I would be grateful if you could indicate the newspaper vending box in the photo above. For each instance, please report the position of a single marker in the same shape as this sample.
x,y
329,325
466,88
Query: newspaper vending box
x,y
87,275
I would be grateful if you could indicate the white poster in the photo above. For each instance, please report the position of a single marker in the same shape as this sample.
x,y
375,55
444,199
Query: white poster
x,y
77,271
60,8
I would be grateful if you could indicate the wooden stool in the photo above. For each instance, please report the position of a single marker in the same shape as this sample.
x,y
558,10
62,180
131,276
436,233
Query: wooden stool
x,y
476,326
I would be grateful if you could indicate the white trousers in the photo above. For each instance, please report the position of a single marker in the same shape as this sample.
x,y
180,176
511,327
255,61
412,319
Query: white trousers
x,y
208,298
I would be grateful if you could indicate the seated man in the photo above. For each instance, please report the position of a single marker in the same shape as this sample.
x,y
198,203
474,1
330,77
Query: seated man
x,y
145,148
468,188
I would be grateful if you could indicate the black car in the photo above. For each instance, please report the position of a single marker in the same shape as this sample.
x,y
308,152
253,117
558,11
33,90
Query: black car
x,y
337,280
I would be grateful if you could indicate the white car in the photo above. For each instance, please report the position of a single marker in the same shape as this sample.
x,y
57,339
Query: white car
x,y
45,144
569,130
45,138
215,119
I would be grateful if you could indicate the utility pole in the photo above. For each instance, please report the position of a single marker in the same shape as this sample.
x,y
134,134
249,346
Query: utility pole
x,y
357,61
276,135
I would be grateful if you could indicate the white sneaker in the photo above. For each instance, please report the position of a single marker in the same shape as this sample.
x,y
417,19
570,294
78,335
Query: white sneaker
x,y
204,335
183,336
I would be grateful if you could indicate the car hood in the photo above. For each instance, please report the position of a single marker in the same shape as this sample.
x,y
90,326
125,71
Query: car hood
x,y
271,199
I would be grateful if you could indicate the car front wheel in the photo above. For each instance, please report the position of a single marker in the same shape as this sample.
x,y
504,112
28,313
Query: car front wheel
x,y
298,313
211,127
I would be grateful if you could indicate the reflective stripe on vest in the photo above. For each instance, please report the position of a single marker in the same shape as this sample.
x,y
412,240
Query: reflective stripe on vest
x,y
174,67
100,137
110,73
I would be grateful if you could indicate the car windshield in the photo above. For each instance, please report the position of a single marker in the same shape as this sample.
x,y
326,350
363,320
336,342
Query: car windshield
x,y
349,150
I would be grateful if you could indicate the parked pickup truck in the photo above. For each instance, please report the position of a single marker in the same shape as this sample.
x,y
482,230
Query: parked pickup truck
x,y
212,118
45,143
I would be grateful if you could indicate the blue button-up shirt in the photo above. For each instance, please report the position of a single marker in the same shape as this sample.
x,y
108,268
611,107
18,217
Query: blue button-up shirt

□ □ □

:: Stated exercise ::
Return the line that contains "I would be grateful if you could indicate the car hood" and all lines after it, verbatim, and nothing else.

:: Solution to this task ::
I would be grateful if you could indicate the car hood in the photo above. For each instance, please report the position of a single marker in the same shape as this sample.
x,y
90,326
125,71
Query: car hood
x,y
271,199
I would be grateful if you could indicate the car front wheel in the photo above. For each instance, please report the position of a single marker in the same shape as this sample.
x,y
504,112
28,313
Query: car front wheel
x,y
298,313
211,127
I would be grateful if you could indicate the reflective stripe on vest in the photo above. For each instance, please report the position of a single marker in the same shape as this sample.
x,y
412,240
Query: reflective stripe on vest
x,y
174,67
100,137
110,73
I would be grateful if you could indicate the car windshield in the photo above. For each instance, please report the position of a single marker in the same shape as this sample.
x,y
326,350
363,320
336,342
Query: car windshield
x,y
349,150
I would be grateful if you could indicate the parked pickup truck in the photo above. For each instance, please report the position of a single marker in the same shape as this sample.
x,y
482,230
Query: parked pickup truck
x,y
212,118
45,143
I would be grateful if you could indicate the blue button-up shirt in the photo above. For each instance, please report the position of a single marker in the same shape as this sample.
x,y
108,268
611,107
18,217
Query: blue button-up shirt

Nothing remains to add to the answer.